COMPITI RICHIESTI:
1/ Riscrivi come elenco puntato il paragrafo del brano che inizia con «Avendone la possibilità», conservandone i fatti principali.
2/ Riassumi il brano in due frasi.
3/ Ripeti parola per parola il tratto del brano che va da «L’inizio della Storia» fino a «questo nuovo sport.».

BRANO FORNITO:
################

Quante storie possono esser nascoste in una sola cartolina. La data dell’immagine può esser imprecisa ma i soggetti che lì son ritratti ne danno un contorno. Se la prima pietra dell’Oratorio è stata posata il 15 maggio 1927, pur nell’imprecisione del tratto dell’immagine tutto si può dire tranne che in quel terreno oltre al cimitero ci sia un cantiere. Le cronache ci dicono che prima che fosse posata la prima pietra quel terreno fu concesso al San Donà Foot-Ball Club e adattato a campo di calcio, per cui quell’immagine è ancor precedente al 22 dicembre 1925 quando venne inaugurato il campo di calcio. In quegli anni venti andava ad iniziare la storia quasi centenaria del calcio sandonatese.
L’inizio della Storia
La nostra storia non può che cominciare prendendo in prestito le parole scritte da Gianni Colosetti nel suo libro sullo sport sandonatese che poi faranno da base anche a quello successivo scritto da Monforte e Pasqualato sulla storia del’A.C. San Donà.
« A San Donà la scintilla della palla rotonda è stata attivata da un giovane impresario sandonatese, operante nel campo dei pozzi artesiani, Leonida Fava, che nel corso dei suoi viaggi di lavoro, ebbe modo di assistere a degli incontri dell’Ambrosiana Inter di Milano appassionandosi a questo nuovo sport.
Avendone la possibilità, acquistò un pallone coinvolgendo in questa sua passione gli amici Antonio e Giuseppe Battistella, Federico ed Eugenio Alfier, Giovanni Nespolo, con i quali cominciò a ritrovarsi la domenica mattina nei pressi della stazione ferroviaria in un prato dietro Villa Amelia detto “Il Campo del Mago”. Il rudimentale campo da gioco era situato in via Garibaldi: grossi sassi materializzavano inizialmente le porte, sostituiti successivamente da pali di salice terminanti a forchetta sui quali veniva posta la traversa. Una parte importante in quella fase è stata svolta dal tecnico delle ferrovie, addetto al ripristino della linea San Donà-Ceggia, ancora gravemente danneggiata dagli eventi bellici, il triestino Szabados. Il tecnico, avvicinatosi al gruppo iniziò ad insegnare loro i primi rudimenti e le regole fondamentali del calcio, in particolare come trattare la palla “all’ungherese”, tiro effettuato cioè con l’esterno del piede, in modo da dare al pallone un effetto rotatorio rientrante.

################

DATI FORNITI:
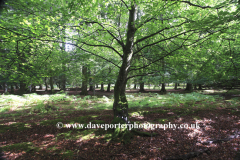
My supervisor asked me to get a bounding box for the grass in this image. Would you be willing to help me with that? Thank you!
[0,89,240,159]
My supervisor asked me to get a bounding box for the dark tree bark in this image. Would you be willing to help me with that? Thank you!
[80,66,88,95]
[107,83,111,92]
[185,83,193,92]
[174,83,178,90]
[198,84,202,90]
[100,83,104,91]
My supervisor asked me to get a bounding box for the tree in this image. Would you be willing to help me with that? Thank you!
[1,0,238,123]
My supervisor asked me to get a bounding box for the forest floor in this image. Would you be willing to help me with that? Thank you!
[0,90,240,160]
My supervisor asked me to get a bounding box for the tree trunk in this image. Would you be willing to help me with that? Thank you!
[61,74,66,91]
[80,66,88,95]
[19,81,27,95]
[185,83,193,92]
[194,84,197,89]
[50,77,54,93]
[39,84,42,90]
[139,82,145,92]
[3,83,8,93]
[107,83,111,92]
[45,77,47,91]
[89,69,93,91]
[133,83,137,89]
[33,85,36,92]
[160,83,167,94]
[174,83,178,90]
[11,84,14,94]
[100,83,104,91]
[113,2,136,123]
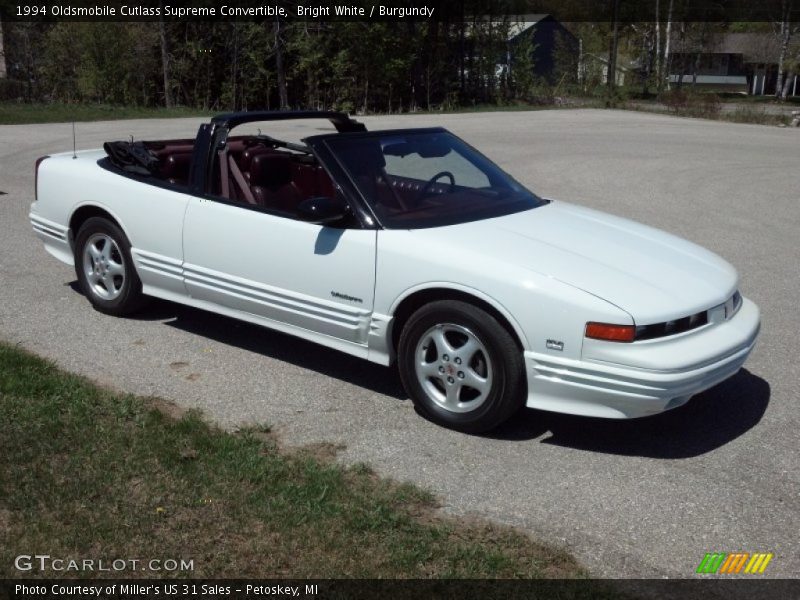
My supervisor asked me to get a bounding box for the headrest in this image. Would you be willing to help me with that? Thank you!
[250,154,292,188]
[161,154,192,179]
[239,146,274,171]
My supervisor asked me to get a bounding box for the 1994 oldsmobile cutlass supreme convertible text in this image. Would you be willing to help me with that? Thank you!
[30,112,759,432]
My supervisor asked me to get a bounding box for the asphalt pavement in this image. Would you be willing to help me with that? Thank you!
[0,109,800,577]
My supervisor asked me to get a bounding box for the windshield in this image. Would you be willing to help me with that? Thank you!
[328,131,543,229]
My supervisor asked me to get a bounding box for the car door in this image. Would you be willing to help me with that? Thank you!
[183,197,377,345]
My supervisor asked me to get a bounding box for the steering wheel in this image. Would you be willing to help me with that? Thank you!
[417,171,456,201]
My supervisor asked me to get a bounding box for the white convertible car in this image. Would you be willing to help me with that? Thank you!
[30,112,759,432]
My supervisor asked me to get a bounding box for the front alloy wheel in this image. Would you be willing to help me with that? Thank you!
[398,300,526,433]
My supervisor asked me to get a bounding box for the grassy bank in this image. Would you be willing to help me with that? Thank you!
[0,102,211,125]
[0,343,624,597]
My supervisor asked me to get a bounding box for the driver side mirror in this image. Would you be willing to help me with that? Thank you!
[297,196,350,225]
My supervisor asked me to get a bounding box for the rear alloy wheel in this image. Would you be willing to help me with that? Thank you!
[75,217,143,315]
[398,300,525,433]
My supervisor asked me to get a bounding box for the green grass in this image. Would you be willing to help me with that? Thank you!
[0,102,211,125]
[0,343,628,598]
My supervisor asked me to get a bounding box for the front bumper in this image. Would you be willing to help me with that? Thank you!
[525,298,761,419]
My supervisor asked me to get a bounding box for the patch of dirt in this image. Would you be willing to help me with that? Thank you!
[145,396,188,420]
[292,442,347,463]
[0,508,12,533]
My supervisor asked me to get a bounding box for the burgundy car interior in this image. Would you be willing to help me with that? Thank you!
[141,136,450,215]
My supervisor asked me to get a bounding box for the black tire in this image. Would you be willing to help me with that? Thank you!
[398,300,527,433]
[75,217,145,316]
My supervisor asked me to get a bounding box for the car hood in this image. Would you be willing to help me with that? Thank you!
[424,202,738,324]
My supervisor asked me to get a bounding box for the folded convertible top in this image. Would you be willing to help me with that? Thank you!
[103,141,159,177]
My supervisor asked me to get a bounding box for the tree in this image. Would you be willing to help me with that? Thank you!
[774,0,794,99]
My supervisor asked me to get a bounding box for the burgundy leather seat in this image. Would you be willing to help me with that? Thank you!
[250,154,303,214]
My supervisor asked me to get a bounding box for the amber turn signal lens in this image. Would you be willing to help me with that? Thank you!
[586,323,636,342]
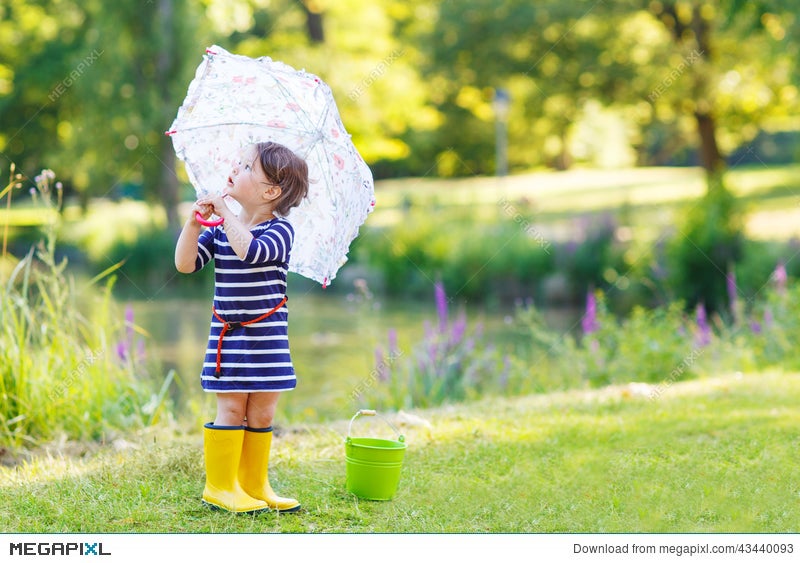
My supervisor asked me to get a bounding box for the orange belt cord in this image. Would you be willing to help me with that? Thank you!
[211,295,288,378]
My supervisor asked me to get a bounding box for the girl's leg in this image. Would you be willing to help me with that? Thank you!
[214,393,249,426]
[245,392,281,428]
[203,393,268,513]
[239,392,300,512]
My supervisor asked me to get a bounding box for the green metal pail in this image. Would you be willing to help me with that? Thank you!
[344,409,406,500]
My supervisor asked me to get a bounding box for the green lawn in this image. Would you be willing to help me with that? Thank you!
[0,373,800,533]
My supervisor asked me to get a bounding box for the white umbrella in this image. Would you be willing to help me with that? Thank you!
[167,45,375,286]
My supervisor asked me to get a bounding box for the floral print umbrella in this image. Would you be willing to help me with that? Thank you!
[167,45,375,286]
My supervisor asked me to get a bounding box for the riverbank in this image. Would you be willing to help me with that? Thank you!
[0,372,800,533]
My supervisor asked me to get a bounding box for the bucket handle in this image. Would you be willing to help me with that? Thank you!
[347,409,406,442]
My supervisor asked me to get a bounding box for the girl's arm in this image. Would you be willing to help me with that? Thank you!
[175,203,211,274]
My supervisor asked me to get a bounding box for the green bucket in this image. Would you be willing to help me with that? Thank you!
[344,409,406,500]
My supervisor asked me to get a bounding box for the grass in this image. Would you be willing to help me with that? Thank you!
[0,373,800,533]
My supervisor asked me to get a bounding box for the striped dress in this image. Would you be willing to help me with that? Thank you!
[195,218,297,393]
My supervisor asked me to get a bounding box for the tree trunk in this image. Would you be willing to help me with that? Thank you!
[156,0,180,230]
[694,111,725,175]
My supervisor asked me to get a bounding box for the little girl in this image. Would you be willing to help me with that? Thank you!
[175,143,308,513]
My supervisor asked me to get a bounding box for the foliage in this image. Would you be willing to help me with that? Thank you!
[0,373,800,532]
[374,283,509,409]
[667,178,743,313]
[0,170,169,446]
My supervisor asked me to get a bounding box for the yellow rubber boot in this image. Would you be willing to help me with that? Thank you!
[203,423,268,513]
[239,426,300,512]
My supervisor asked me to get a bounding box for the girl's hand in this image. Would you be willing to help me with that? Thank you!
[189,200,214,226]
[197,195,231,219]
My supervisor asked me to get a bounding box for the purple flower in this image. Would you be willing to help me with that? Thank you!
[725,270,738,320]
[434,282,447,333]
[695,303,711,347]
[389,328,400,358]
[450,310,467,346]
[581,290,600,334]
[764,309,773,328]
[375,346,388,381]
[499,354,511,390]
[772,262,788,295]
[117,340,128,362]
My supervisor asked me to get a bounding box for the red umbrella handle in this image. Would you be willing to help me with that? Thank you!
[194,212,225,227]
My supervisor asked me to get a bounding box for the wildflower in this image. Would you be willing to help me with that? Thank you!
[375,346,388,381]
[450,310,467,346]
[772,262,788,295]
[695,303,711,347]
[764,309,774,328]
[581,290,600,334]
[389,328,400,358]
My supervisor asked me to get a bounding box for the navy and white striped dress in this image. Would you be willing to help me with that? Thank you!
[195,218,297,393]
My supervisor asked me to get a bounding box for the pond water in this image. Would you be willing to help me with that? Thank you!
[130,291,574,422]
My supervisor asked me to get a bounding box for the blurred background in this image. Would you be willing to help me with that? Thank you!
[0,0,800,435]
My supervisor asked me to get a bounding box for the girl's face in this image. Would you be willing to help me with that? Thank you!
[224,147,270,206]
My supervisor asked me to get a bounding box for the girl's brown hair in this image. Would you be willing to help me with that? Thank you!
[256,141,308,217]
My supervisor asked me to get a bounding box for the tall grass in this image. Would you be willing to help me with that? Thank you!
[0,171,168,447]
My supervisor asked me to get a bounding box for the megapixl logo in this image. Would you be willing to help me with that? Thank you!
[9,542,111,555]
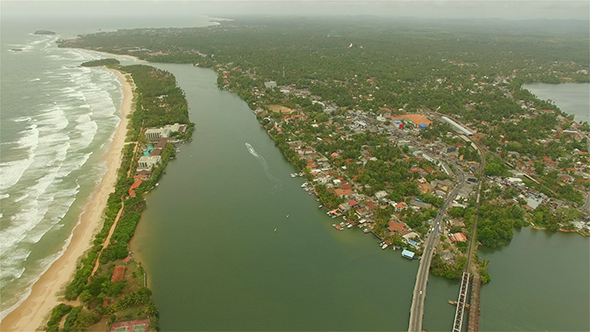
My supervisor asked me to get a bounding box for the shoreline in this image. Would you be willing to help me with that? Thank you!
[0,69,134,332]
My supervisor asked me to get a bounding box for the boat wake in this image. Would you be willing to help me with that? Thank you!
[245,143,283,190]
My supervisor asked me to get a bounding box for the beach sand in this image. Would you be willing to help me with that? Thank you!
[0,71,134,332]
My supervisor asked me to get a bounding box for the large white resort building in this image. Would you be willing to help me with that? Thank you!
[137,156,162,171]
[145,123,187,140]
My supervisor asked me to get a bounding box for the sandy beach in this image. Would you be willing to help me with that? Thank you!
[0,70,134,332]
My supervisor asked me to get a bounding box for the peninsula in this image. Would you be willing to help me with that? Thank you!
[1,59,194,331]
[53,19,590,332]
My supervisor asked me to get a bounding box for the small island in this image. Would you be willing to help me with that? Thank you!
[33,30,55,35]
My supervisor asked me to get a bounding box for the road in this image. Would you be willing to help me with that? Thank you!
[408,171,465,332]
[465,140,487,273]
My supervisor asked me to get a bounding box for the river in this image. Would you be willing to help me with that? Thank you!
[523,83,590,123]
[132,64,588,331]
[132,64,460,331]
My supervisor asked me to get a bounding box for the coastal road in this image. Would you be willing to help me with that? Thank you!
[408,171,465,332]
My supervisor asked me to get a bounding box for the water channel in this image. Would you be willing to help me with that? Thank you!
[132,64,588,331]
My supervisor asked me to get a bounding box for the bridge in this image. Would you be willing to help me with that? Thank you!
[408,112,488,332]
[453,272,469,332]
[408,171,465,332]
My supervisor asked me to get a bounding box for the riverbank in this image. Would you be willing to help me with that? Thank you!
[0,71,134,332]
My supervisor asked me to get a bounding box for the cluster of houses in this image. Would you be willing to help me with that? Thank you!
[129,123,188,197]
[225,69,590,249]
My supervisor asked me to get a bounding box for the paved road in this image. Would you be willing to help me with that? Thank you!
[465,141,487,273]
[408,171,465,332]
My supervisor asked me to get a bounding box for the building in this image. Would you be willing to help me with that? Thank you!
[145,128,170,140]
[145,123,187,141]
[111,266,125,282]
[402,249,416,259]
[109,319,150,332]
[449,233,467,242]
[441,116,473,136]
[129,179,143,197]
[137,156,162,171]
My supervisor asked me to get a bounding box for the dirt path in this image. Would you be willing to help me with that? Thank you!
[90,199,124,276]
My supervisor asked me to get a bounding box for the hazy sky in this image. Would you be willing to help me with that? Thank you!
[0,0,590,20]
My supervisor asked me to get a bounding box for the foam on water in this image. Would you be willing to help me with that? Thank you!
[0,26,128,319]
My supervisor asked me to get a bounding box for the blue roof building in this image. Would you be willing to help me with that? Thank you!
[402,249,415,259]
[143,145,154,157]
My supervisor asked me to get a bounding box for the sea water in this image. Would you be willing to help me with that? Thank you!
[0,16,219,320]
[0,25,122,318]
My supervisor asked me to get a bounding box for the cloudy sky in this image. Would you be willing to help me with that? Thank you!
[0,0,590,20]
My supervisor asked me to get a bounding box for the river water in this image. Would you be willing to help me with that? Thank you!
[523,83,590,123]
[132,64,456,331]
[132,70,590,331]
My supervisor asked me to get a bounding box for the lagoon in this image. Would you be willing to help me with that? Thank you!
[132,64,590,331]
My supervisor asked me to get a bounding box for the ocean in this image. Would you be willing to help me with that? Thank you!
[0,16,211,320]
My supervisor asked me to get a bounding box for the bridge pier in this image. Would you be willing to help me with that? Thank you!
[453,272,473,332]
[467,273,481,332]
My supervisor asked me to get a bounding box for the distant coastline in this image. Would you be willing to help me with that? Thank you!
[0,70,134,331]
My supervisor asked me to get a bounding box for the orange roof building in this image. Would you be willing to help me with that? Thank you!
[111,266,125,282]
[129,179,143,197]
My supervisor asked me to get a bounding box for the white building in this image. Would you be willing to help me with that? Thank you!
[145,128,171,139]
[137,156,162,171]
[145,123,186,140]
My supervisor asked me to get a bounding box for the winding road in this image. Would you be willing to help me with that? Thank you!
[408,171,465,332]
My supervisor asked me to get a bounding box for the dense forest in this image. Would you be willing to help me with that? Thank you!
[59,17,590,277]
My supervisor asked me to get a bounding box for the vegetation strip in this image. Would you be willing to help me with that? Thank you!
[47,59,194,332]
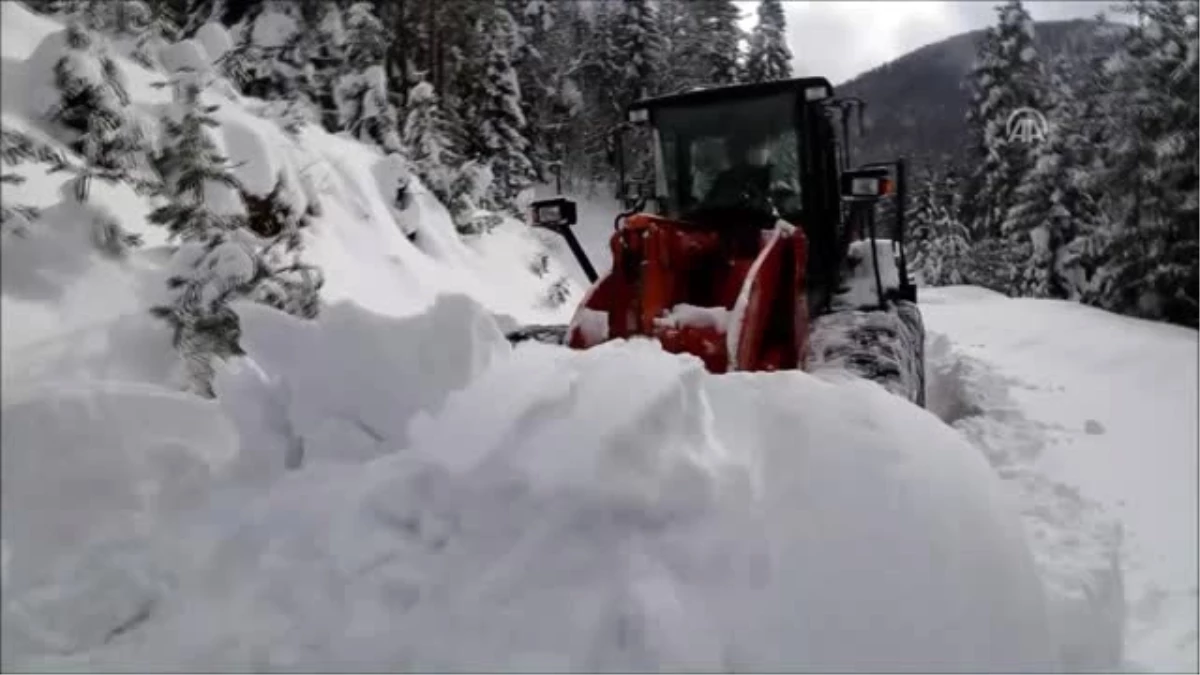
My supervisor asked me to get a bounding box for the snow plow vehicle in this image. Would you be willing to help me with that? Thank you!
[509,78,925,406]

################

RISPOSTE:
1/
- Leonida Fava acquistò un pallone e coinvolse gli amici Antonio e Giuseppe Battistella, Federico ed Eugenio Alfier e Giovanni Nespolo.
- Il gruppo si ritrovava la domenica mattina vicino alla stazione ferroviaria, in un prato dietro Villa Amelia detto "Il Campo del Mago", in via Garibaldi.
- All'inizio le porte erano segnate da grossi sassi, poi da pali di salice terminanti a forchetta su cui si poneva la traversa.
- Il triestino Szabados, tecnico delle ferrovie addetto al ripristino della linea San Donà-Ceggia, insegnò al gruppo i primi rudimenti e le regole fondamentali del calcio.
- In particolare mostrò come trattare la palla "all'ungherese", cioè con l'esterno del piede, per dare al pallone un effetto rotatorio rientrante.

2/ Una cartolina precedente al 22 dicembre 1925 ritrae il terreno oltre il cimitero prima che venisse concesso al San Donà Foot-Ball Club come campo di calcio, e prima che il 15 maggio 1927 vi fosse posata la prima pietra dell'Oratorio. Secondo il libro di Gianni Colosetti, il calcio a San Donà nacque dalla passione di Leonida Fava, che giocava con alcuni amici in un prato detto "Il Campo del Mago" e che insieme a loro apprese le prime regole dal tecnico ferroviario triestino Szabados.

3/
L’inizio della Storia
La nostra storia non può che cominciare prendendo in prestito le parole scritte da Gianni Colosetti nel suo libro sullo sport sandonatese che poi faranno da base anche a quello successivo scritto da Monforte e Pasqualato sulla storia del’A.C. San Donà.
« A San Donà la scintilla della palla rotonda è stata attivata da un giovane impresario sandonatese, operante nel campo dei pozzi artesiani, Leonida Fava, che nel corso dei suoi viaggi di lavoro, ebbe modo di assistere a degli incontri dell’Ambrosiana Inter di Milano appassionandosi a questo nuovo sport.